__DOKUMENT ŹRÓDŁOWY__:
Dyrektor KIS potwierdził, że sprzedawca może na żądanie klienta wymienić fakturę uproszczoną na zwykłą. Taka wykładnia tworzy lukę, którą wykorzystają oszuści – alarmują eksperci.
Chodzi o wymianę na fakturę paragonu z NIP nabywcy wystawionego na kwotę nieprzekraczająca 450 zł lub 100 euro. Ministerstwo Finansów uważa, że taki paragon sam w sobie jest fakturą uproszczoną i dlatego uprawnia do odliczenia wykazanego na nim VAT naliczonego, podobnie jak zwykła faktura.
Paragon z NIP nabywcy, opiewający na wyższą kwotę (np. 700 zł), nie jest traktowany jak faktura, choćby nawet uproszczona. Dlatego, chcąc odliczyć VAT, trzeba wystąpić do sprzedawcy o wymianę paragonu na fakturę.
Pojawia się więc pytanie, czy paragon wystawiony na kwotę do 450 zł (czyli fakturę uproszczoną) również można wymienić na zwykłą fakturę? W interpretacji z 28 maja 2020 r. (sygn. 0114-KDIP1-3.4012.160.2020.2.ISK) dyrektor Krajowej Informacji Skarbowej potwierdził, że jest to możliwe. Pisaliśmy o tym w artykule „Fakturę uproszczoną można jednak wymienić na zwykłą” (DGP nr 108/2020).
Przyznanie podatnikom prawa do takiej wymiany krytycznie ocenia Marcin Madej, doradca podatkowy w Nip-inspektor.pl. Jego zdaniem doprowadzi to do sytuacji, w której nieuczciwi podatnicy będą odliczać VAT naliczony zarówno z paragonów ze swoim NIP (czyli z faktur uproszczonych), jak i wystawionych na żądanie zwykłych faktur.
Reklama
Większość firm nie raportuje odrębnie w JPK faktur uproszczonych (paragonów z NIP nabywcy), bo nie ma takiej możliwości
Ekspert tłumaczy to na przykładzie.

Przykład

Przedsiębiorca kupił w sklepie towar za 400 zł brutto. Dostał paragon ze swoim NIP. Skserował go i – zgodnie z najnowszym stanowiskiem dyrektora KIS – poprosił sprzedawcę o wymianę oryginału paragonu na fakturę. Następnie dwukrotnie odlicza VAT: raz na podstawie zachowanej kopii paragonu, drugi raz na podstawie zwykłej faktury.

__POLECENIE A__: Podaj liczbę wierszy wpisów, w których występuje słowo „fingernail”. Odpowiedz wyłącznie liczbą.
Artykuł o fakturach uproszczonych i wpisy są od siebie niezależne.

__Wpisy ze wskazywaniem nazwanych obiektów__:
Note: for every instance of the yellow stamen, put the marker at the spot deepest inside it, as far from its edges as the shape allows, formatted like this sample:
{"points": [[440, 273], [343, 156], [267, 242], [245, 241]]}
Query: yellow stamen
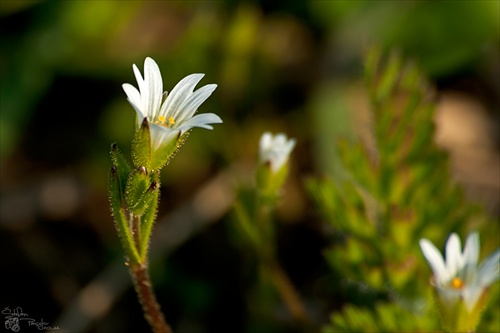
{"points": [[457, 283]]}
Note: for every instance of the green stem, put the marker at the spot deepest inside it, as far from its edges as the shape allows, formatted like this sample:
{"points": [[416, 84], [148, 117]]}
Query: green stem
{"points": [[147, 298]]}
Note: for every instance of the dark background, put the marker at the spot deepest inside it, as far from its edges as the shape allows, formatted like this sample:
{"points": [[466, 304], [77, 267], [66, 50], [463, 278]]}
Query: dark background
{"points": [[290, 66]]}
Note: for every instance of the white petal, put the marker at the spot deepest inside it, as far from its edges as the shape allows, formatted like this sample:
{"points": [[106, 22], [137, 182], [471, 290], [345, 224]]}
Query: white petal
{"points": [[152, 77], [449, 296], [435, 260], [471, 250], [161, 135], [182, 91], [200, 120], [133, 94], [289, 146], [490, 270], [143, 89], [471, 295], [189, 107], [266, 142], [454, 260]]}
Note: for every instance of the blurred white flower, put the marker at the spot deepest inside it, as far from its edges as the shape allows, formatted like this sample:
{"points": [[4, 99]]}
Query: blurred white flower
{"points": [[275, 150], [172, 116], [459, 277]]}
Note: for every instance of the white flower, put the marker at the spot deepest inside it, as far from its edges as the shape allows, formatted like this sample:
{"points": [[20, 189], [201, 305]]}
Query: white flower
{"points": [[275, 151], [173, 116], [459, 276]]}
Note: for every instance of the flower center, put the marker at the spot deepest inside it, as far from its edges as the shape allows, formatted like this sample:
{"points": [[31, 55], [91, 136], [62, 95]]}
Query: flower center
{"points": [[457, 283], [162, 121]]}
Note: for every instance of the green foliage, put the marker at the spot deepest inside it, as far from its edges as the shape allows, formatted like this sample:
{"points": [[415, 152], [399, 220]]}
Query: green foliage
{"points": [[141, 146], [397, 189], [385, 317]]}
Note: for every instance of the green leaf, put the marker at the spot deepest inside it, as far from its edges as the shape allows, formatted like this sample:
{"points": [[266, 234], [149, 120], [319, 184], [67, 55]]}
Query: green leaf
{"points": [[141, 146], [122, 166], [121, 223], [163, 155], [138, 183], [152, 195]]}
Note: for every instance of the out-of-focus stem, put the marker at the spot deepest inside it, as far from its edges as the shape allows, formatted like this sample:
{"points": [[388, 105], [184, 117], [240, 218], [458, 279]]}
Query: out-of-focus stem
{"points": [[150, 306]]}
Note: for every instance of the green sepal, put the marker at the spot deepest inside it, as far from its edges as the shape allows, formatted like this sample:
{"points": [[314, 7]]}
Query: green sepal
{"points": [[164, 154], [119, 216], [454, 315], [141, 146], [122, 166], [138, 183], [269, 183], [149, 216]]}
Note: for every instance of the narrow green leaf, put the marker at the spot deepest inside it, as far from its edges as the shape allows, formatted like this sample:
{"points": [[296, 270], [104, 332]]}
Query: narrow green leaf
{"points": [[148, 218], [141, 146], [138, 183], [163, 155], [122, 166], [119, 215]]}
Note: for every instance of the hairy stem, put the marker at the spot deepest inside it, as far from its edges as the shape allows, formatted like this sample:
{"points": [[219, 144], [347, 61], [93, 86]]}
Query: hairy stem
{"points": [[145, 293]]}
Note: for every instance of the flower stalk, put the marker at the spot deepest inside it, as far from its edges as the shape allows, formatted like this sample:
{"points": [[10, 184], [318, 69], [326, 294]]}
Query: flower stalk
{"points": [[163, 123], [255, 222], [460, 285]]}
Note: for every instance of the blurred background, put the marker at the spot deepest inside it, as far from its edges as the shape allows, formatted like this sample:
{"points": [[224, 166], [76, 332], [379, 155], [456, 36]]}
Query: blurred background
{"points": [[281, 66]]}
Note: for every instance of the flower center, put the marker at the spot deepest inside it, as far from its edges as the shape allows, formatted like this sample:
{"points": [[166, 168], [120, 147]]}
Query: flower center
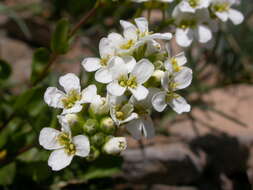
{"points": [[170, 96], [194, 3], [143, 34], [122, 145], [72, 97], [128, 44], [65, 140], [172, 85], [221, 7], [176, 67], [104, 61], [131, 82], [184, 24]]}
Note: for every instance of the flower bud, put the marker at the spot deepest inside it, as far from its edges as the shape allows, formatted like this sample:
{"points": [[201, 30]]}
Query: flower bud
{"points": [[94, 153], [107, 125], [115, 145], [98, 139], [101, 108], [90, 126]]}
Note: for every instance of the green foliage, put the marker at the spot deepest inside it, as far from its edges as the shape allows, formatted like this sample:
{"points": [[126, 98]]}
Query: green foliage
{"points": [[60, 38], [5, 70], [40, 60], [7, 174]]}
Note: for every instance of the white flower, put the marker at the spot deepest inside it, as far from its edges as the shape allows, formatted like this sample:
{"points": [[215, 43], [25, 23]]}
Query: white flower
{"points": [[172, 82], [133, 81], [222, 9], [143, 125], [192, 26], [67, 120], [192, 5], [101, 107], [115, 145], [176, 62], [72, 100], [121, 110], [65, 147], [142, 31], [101, 65]]}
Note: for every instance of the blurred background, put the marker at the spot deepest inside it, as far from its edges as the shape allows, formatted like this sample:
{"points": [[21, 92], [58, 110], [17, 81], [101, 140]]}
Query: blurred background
{"points": [[211, 148]]}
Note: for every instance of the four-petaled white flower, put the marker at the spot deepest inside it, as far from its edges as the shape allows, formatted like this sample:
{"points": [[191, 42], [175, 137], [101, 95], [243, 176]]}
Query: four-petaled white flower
{"points": [[222, 9], [192, 5], [115, 145], [173, 81], [192, 26], [121, 110], [72, 100], [65, 147], [133, 81]]}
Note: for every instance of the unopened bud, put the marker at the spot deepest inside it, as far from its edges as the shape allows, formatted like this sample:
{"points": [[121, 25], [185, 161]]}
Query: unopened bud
{"points": [[115, 145], [90, 126], [98, 139], [94, 153]]}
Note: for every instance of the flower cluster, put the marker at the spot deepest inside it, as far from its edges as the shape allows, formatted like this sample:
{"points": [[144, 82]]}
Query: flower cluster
{"points": [[135, 74], [197, 19]]}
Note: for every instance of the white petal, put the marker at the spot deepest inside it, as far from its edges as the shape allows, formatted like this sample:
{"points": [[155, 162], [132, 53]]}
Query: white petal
{"points": [[134, 128], [181, 59], [82, 145], [116, 39], [75, 109], [143, 126], [91, 64], [48, 138], [106, 48], [148, 127], [118, 68], [130, 33], [222, 15], [164, 36], [58, 159], [184, 38], [140, 92], [142, 24], [184, 6], [130, 62], [130, 118], [143, 71], [235, 16], [125, 24], [159, 101], [70, 82], [89, 94], [204, 34], [179, 105], [103, 75], [183, 78], [53, 97], [115, 89]]}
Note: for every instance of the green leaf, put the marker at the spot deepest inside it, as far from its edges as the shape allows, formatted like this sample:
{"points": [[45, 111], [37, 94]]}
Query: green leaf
{"points": [[5, 70], [60, 38], [40, 59], [7, 174], [25, 99]]}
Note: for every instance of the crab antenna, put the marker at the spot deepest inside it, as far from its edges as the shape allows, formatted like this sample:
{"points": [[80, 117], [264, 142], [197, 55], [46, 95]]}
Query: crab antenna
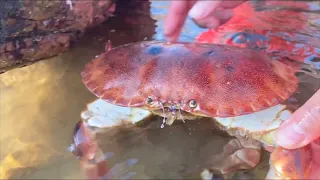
{"points": [[164, 115]]}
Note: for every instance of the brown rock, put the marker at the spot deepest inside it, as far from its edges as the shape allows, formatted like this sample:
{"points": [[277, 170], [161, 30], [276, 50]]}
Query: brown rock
{"points": [[32, 30]]}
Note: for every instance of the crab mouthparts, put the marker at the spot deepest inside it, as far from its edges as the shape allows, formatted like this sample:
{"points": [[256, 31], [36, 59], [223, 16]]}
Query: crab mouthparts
{"points": [[170, 114]]}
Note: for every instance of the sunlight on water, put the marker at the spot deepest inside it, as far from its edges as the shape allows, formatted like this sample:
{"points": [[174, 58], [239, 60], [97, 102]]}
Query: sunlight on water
{"points": [[41, 103]]}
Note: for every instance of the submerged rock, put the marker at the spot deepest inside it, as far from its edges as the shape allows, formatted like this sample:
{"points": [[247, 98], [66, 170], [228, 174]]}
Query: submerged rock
{"points": [[32, 30]]}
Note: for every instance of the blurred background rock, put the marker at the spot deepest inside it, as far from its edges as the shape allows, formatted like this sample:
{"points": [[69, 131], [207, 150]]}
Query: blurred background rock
{"points": [[31, 30]]}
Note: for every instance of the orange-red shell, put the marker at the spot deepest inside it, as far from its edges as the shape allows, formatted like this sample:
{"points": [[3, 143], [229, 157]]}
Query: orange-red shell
{"points": [[224, 80]]}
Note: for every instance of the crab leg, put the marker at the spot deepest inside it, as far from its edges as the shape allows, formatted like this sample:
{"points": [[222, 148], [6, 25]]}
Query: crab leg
{"points": [[93, 161], [237, 154]]}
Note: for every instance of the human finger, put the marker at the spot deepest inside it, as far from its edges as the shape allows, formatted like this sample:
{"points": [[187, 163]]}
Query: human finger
{"points": [[303, 126], [174, 20], [216, 19]]}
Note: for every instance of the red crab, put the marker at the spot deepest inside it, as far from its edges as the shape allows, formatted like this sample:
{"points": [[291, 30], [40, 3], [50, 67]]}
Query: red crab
{"points": [[242, 89]]}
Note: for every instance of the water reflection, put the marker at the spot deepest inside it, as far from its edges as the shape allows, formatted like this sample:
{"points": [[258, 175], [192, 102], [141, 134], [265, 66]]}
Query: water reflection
{"points": [[41, 103]]}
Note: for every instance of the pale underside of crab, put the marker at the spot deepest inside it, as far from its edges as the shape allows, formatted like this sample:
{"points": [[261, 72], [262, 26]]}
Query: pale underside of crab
{"points": [[243, 90]]}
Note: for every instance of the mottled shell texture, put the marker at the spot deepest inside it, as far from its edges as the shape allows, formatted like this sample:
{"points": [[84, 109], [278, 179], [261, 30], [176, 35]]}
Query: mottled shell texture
{"points": [[222, 80]]}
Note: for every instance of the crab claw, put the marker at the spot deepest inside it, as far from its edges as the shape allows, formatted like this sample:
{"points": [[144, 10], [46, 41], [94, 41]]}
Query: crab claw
{"points": [[92, 161], [302, 163]]}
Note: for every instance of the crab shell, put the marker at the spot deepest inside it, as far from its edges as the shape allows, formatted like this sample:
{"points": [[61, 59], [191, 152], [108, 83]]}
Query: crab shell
{"points": [[240, 88]]}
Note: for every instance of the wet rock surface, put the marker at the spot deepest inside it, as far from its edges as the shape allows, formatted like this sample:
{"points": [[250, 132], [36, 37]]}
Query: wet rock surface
{"points": [[31, 30]]}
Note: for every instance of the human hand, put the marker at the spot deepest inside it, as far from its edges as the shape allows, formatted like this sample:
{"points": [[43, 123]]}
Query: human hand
{"points": [[303, 128], [206, 14]]}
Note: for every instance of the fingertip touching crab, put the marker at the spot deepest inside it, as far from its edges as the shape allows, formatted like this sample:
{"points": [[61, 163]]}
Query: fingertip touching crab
{"points": [[242, 89]]}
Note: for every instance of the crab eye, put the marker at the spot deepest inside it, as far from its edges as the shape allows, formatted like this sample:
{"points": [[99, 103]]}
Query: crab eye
{"points": [[193, 103], [149, 100]]}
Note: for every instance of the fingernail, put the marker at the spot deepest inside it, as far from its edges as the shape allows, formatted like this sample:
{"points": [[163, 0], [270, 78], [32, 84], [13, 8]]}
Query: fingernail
{"points": [[289, 137], [197, 11]]}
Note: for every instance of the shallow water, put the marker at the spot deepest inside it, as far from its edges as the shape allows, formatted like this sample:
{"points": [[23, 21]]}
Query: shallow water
{"points": [[41, 103]]}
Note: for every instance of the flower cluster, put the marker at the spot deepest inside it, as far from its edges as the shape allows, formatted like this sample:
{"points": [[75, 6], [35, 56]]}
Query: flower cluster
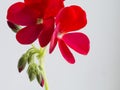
{"points": [[49, 22]]}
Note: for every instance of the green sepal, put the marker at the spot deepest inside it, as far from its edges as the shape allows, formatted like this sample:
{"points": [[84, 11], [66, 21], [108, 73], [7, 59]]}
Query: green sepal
{"points": [[22, 62]]}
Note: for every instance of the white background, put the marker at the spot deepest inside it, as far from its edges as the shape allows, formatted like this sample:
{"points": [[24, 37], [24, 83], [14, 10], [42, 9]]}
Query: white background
{"points": [[99, 70]]}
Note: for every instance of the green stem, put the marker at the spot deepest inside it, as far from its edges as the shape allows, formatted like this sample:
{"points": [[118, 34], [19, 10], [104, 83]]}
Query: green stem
{"points": [[41, 62]]}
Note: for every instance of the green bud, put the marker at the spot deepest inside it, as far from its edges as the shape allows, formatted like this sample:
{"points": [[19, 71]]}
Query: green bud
{"points": [[22, 63], [32, 71]]}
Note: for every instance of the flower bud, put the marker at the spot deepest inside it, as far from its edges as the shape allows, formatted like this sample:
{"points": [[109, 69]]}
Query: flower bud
{"points": [[32, 70], [22, 63]]}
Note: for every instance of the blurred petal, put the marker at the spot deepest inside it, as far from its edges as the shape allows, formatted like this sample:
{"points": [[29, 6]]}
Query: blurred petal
{"points": [[47, 31], [66, 52], [71, 18], [28, 34], [77, 41], [53, 7], [19, 14], [54, 39], [38, 6]]}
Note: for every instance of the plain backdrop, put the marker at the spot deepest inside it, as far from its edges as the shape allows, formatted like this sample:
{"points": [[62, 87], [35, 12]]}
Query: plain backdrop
{"points": [[99, 70]]}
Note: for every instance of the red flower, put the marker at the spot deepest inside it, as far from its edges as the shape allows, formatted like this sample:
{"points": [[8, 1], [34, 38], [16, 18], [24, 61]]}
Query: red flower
{"points": [[70, 19], [38, 18]]}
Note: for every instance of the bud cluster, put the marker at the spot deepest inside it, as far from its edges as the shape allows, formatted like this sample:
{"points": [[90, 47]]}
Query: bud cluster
{"points": [[35, 70]]}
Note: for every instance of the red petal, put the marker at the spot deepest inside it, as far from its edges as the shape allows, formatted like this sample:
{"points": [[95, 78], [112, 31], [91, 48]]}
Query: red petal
{"points": [[54, 39], [77, 41], [66, 52], [71, 18], [53, 7], [19, 14], [38, 6], [47, 31], [28, 34]]}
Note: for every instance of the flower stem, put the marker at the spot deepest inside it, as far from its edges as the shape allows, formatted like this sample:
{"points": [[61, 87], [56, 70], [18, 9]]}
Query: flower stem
{"points": [[41, 62]]}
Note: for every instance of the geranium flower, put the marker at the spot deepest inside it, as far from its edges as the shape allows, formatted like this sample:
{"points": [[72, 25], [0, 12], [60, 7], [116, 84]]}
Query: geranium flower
{"points": [[70, 19], [37, 17]]}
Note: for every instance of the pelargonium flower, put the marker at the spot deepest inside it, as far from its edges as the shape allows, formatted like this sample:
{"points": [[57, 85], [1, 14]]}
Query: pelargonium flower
{"points": [[37, 17], [70, 19]]}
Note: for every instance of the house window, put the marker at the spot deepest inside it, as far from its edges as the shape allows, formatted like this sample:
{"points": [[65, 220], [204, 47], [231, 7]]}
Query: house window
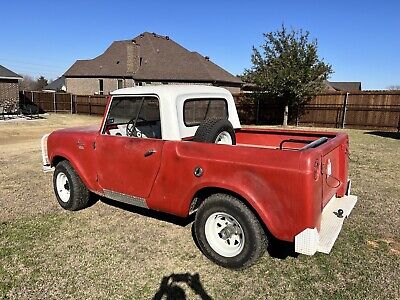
{"points": [[120, 83], [101, 87]]}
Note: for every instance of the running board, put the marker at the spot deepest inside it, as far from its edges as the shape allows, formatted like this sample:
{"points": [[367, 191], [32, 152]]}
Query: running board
{"points": [[120, 197]]}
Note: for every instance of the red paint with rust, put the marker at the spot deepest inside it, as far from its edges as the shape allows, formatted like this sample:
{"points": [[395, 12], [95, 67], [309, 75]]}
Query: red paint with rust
{"points": [[287, 189]]}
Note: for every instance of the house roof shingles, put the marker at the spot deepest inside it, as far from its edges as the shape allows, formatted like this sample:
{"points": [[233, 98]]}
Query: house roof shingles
{"points": [[158, 58], [8, 74]]}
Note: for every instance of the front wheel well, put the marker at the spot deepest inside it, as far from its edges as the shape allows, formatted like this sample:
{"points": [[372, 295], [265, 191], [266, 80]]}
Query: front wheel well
{"points": [[204, 193]]}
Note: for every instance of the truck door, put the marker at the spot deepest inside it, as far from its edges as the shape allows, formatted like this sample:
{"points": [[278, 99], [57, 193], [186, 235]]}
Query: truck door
{"points": [[129, 148]]}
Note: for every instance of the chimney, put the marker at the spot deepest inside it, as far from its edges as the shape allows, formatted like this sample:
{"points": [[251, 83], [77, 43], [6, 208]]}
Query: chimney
{"points": [[132, 58]]}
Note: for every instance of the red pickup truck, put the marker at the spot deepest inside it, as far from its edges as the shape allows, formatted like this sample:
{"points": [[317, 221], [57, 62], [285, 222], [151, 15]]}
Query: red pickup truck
{"points": [[181, 150]]}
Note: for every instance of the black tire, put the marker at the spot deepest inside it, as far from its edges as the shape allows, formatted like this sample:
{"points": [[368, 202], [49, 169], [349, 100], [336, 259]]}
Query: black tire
{"points": [[254, 240], [210, 129], [79, 195]]}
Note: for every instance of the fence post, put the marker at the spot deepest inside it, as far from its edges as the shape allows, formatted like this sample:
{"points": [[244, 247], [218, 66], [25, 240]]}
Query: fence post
{"points": [[398, 124], [258, 110], [54, 102], [90, 108], [345, 109]]}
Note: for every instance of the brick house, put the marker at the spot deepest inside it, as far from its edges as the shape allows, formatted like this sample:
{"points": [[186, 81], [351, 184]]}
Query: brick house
{"points": [[147, 59], [9, 97]]}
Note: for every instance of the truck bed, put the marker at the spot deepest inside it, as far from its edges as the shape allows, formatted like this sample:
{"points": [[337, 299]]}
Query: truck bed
{"points": [[281, 139]]}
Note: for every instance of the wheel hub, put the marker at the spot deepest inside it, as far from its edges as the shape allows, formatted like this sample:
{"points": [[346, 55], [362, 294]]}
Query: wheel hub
{"points": [[224, 234], [63, 187]]}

__POLECENIE B__: Przytocz bez zmian fragment artykułu o fakturach uproszczonych od „Dyrektor KIS potwierdził, że” do „jak zwykła faktura.”.

__ODPOWIEDŹ DO ĆWICZENIA A__: 2

__ODPOWIEDŹ DO ĆWICZENIA B__:
Dyrektor KIS potwierdził, że sprzedawca może na żądanie klienta wymienić fakturę uproszczoną na zwykłą. Taka wykładnia tworzy lukę, którą wykorzystają oszuści – alarmują eksperci.
Chodzi o wymianę na fakturę paragonu z NIP nabywcy wystawionego na kwotę nieprzekraczająca 450 zł lub 100 euro. Ministerstwo Finansów uważa, że taki paragon sam w sobie jest fakturą uproszczoną i dlatego uprawnia do odliczenia wykazanego na nim VAT naliczonego, podobnie jak zwykła faktura.